Optimal Decision Rules for Some Common Psychophysical Paradigms


Abstract. A decision rule specifies how information from a presented stimulus situation may be used to determine a course of action, or response. This paper discusses decision rules that are optimal from the standpoint of both a minimal-error criterion and a maximized-expected-value objective. In the first three sections of the paper, the basic decision problem is outlined and well-known results from the yes-no and two-alternative forced-choice paradigms are reviewed. In subsequent sections, the same basic techniques of analysis used in the earlier sections are applied to the "same-different" and "ABX" discrimination tasks to obtain new results. For important special cases of these two discrimination tasks, the optimal decision strategy involves an implicit classification or "categorization" process on the part of the observer. While such a decision strategy differs in a fundamental way from one in which the observer compares differences in sensations ("Sensory Difference Theory"), the predictions of averaged percentage correct scores by the optimal decision strategy and by Sensory Difference Theory are nevertheless often quite similar -- for example, for data from a task involving the discrimination of tones differing in frequency, the two sets of predictions are within several percentage points of each other, and each set provides at least a first-order approximation to the obtained performance. The discussion section of the paper considers implications of these results and shows how the optimal decision rule analysis can be applied to a variety of other psychophysical paradigms.

- **REQUEST A**
Please rewrite the part of the listing that opens with the line containing "point: green tree, one" and runs through the end of the listing, requests included, adjusting every coordinate in the answers by -135. Give only those lines, and leave the pictures out.

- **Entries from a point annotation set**
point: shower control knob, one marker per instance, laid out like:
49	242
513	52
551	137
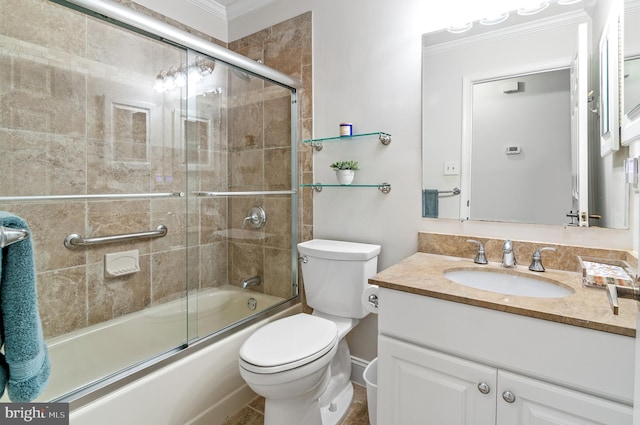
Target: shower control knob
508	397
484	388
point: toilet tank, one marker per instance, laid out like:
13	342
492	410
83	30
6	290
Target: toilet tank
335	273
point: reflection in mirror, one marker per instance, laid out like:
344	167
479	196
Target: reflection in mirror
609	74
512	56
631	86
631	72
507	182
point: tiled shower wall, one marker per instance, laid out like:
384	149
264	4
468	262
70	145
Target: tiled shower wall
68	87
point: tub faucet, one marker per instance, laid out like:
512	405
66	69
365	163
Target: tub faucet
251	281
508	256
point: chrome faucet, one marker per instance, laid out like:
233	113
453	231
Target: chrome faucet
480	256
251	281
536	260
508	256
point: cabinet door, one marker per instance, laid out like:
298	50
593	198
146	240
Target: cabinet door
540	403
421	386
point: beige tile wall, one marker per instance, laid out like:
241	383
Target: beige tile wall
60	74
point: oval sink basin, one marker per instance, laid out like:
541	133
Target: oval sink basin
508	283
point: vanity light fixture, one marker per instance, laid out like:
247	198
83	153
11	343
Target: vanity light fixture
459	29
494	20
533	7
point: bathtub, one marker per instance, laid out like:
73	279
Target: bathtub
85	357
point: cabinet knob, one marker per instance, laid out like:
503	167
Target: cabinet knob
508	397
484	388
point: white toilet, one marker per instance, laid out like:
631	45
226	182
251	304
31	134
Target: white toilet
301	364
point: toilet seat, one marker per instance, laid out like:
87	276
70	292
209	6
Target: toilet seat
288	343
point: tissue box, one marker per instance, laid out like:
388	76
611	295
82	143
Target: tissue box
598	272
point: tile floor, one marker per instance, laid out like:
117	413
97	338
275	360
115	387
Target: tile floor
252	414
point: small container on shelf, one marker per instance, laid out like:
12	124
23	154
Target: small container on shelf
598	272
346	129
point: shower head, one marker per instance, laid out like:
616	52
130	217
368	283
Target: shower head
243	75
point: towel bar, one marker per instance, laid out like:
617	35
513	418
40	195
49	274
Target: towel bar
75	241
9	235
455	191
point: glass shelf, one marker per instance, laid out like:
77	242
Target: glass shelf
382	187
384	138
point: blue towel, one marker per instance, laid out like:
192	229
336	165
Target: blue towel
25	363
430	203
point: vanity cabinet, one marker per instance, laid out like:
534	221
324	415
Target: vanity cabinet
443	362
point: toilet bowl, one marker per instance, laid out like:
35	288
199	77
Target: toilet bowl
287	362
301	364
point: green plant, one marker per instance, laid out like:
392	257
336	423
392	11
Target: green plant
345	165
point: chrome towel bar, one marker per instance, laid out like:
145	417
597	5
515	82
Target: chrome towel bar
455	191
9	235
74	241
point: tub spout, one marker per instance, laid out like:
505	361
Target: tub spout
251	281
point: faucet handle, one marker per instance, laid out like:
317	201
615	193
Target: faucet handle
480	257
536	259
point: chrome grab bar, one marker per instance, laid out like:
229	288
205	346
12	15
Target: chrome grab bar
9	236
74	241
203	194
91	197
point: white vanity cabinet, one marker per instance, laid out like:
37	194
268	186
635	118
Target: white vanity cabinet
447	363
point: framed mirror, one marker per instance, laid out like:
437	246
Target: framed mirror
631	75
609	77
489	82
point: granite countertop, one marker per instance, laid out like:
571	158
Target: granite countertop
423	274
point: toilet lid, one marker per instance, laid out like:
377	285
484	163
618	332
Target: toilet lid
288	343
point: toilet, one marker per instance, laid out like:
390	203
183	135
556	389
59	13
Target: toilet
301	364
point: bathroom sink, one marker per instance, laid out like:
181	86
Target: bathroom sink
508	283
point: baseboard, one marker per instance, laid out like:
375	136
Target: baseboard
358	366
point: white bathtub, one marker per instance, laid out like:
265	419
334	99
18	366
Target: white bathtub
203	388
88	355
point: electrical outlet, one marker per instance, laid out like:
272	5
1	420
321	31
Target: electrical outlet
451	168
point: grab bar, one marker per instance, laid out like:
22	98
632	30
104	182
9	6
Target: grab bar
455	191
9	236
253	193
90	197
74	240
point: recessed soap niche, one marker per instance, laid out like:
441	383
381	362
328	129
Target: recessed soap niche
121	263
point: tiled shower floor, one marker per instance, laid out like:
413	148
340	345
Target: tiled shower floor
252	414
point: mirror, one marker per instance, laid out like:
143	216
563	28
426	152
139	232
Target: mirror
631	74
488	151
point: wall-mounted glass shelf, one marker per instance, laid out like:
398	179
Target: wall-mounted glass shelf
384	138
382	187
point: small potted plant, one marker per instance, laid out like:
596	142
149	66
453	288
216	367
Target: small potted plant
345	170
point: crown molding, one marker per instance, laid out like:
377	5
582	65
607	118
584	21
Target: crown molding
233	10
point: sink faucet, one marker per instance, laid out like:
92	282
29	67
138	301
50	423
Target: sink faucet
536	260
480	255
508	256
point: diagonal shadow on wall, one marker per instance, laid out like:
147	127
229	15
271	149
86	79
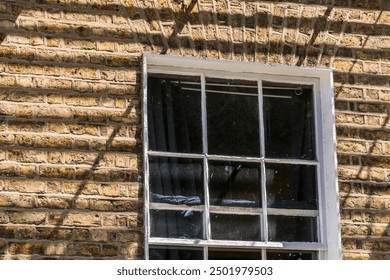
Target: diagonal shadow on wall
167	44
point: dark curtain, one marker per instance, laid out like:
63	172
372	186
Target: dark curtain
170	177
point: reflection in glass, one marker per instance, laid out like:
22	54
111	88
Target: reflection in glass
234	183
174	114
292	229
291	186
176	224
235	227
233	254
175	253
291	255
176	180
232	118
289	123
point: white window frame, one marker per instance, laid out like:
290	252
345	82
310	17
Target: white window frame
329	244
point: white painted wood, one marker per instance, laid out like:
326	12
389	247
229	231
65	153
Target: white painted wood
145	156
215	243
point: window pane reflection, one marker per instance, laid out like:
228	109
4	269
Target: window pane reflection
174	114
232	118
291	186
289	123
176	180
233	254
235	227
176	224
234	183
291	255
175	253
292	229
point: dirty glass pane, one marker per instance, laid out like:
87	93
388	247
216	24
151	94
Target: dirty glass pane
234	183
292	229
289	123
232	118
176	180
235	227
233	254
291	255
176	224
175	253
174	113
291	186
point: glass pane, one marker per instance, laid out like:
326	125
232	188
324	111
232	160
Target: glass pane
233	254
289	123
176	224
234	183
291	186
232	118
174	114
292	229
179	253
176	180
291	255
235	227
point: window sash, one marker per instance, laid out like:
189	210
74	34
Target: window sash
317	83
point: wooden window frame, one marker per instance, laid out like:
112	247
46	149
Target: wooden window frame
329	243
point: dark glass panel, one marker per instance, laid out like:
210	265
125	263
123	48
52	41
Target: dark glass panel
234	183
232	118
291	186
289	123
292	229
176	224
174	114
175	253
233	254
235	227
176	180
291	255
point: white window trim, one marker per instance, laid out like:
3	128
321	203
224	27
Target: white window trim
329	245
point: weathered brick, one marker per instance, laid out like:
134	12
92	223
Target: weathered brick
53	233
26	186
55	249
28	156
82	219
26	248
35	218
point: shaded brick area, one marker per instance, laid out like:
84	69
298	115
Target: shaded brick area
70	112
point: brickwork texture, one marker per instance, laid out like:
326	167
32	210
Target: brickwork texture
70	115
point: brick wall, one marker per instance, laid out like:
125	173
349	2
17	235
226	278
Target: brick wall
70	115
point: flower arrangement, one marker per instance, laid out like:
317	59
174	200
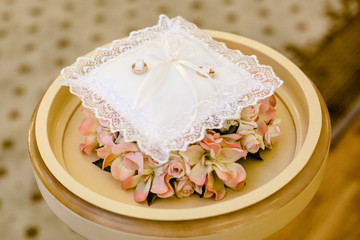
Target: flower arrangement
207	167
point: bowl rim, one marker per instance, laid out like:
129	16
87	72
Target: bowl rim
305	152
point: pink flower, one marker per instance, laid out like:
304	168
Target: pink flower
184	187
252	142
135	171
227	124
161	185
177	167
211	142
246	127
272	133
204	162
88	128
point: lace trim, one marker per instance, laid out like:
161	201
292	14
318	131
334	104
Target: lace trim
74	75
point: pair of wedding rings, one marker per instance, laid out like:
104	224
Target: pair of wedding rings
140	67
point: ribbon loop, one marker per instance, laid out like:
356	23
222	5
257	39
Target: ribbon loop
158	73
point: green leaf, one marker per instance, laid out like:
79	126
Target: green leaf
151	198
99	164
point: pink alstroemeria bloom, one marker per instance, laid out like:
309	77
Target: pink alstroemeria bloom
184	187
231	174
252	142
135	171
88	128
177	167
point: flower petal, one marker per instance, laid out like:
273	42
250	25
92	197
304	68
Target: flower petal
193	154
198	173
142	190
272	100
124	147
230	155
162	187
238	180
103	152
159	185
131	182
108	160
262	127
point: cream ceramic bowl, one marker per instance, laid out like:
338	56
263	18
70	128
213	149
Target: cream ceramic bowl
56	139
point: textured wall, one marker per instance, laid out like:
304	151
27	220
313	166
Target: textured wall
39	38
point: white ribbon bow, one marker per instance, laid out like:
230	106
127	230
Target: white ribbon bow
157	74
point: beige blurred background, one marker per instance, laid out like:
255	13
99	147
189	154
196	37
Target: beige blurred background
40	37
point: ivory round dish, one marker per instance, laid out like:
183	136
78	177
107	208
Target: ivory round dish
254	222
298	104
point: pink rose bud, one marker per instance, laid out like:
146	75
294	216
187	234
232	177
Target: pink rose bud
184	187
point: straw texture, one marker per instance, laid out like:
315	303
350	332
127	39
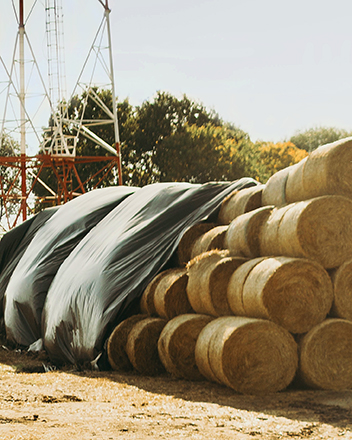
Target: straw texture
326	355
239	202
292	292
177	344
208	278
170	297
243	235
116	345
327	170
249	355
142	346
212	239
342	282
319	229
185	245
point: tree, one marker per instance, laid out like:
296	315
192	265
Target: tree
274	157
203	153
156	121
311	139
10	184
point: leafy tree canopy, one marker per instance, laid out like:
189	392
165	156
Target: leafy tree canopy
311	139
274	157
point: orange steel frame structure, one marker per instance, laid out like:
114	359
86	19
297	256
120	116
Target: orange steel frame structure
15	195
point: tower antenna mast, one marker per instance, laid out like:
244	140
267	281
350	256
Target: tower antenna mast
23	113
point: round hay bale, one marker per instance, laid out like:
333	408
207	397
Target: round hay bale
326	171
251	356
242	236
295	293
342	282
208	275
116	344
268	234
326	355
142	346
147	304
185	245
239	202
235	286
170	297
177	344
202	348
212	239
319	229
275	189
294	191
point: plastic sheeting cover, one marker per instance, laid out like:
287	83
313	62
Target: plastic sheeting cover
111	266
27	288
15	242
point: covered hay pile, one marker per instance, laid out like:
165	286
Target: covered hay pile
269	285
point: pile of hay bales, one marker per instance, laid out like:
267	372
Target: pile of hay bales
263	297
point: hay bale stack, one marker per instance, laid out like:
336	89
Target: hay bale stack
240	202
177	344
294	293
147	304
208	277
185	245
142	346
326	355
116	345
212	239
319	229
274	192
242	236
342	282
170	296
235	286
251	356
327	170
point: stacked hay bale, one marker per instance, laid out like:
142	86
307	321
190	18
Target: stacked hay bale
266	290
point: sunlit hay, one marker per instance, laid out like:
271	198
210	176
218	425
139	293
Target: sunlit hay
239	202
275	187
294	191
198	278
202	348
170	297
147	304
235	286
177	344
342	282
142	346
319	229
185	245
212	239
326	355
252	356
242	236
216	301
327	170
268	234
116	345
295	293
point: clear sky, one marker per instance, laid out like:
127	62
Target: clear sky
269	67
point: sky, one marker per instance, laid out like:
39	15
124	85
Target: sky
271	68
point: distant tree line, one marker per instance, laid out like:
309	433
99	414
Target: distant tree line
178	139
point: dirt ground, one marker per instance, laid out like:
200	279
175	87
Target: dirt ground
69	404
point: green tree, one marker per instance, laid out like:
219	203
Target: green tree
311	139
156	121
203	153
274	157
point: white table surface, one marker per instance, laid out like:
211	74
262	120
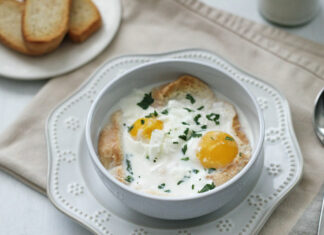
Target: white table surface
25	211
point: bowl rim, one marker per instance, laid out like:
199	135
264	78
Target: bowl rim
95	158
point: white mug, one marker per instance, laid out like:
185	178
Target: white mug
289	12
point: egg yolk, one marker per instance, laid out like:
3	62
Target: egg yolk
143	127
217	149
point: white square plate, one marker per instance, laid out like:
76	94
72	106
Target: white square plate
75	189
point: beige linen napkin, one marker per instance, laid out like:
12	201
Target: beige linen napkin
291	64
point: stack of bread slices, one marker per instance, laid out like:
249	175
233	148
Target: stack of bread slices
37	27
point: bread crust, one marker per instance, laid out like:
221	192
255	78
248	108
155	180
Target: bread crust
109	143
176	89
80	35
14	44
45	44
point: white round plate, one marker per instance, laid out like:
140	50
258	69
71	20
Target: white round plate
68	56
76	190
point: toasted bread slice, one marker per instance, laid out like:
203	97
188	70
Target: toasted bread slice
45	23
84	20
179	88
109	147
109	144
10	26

- **REQUEST B**
Write out the abstract on optimal decision rules word for word.

- **RIGHT ANSWER A**
point: green tree, one marker per instance, laid out like:
219	203
Target: green tree
176	4
21	-14
68	18
139	22
point: white table surface, one marker per instance, laid out like:
211	74
262	120
Target: white table surface
-110	76
point: bowl rim, one marker per instance, laid out like:
199	135
264	78
Target: bowl rim
-40	23
point: white mug, one marker per instance, laid out like:
185	178
Target: white mug
154	-123
point: egg yolk, one marker per instance, laid out like:
3	62
Target: egg yolk
8	-8
82	14
point: white square plate, one marker per instance, laid out like:
76	94
72	106
Target: white square plate
-60	54
point: beige linen napkin, one marker per instance, laid out like:
12	201
Target: beige linen napkin
156	-71
point: stack of bread slices, one marker per instance, laid out like:
249	175
233	148
Target: stack of bread slices
-98	-108
point: bread crust, one marker per instance, laid out like:
221	192
255	78
248	108
155	180
Target: bread crust
-26	8
41	-46
-55	-100
-121	-91
-90	-91
point: white round plate, one marker per instance, laid out like:
140	50
258	69
71	20
Target: white round plate
-67	-79
-59	55
point: toasted bread slice, one marker per instance, laid out like:
203	97
188	70
Target: toasted bread slice
-90	-112
-51	-115
44	-47
-26	12
-26	9
-125	-109

- **RIGHT ANSWER B**
Optimal Decision Rules for Some Common Psychophysical Paradigms


Abstract. A decision rule specifies how information from a presented stimulus situation may be used to determine a course of action, or response. This paper discusses decision rules that are optimal from the standpoint of both a minimal-error criterion and a maximized-expected-value objective. In the first three sections of the paper, the basic decision problem is outlined and well-known results from the yes-no and two-alternative forced-choice paradigms are reviewed. In subsequent sections, the same basic techniques of analysis used in the earlier sections are applied to the "same-different" and "ABX" discrimination tasks to obtain new results. For important special cases of these two discrimination tasks, the optimal decision strategy involves an implicit classification or "categorization" process on the part of the observer. While such a decision strategy differs in a fundamental way from one in which the observer compares differences in sensations ("Sensory Difference Theory"), the predictions of averaged percentage correct scores by the optimal decision strategy and by Sensory Difference Theory are nevertheless often quite similar -- for example, for data from a task involving the discrimination of tones differing in frequency, the two sets of predictions are within several percentage points of each other, and each set provides at least a first-order approximation to the obtained performance. The discussion section of the paper considers implications of these results and shows how the optimal decision rule analysis can be applied to a variety of other psychophysical paradigms.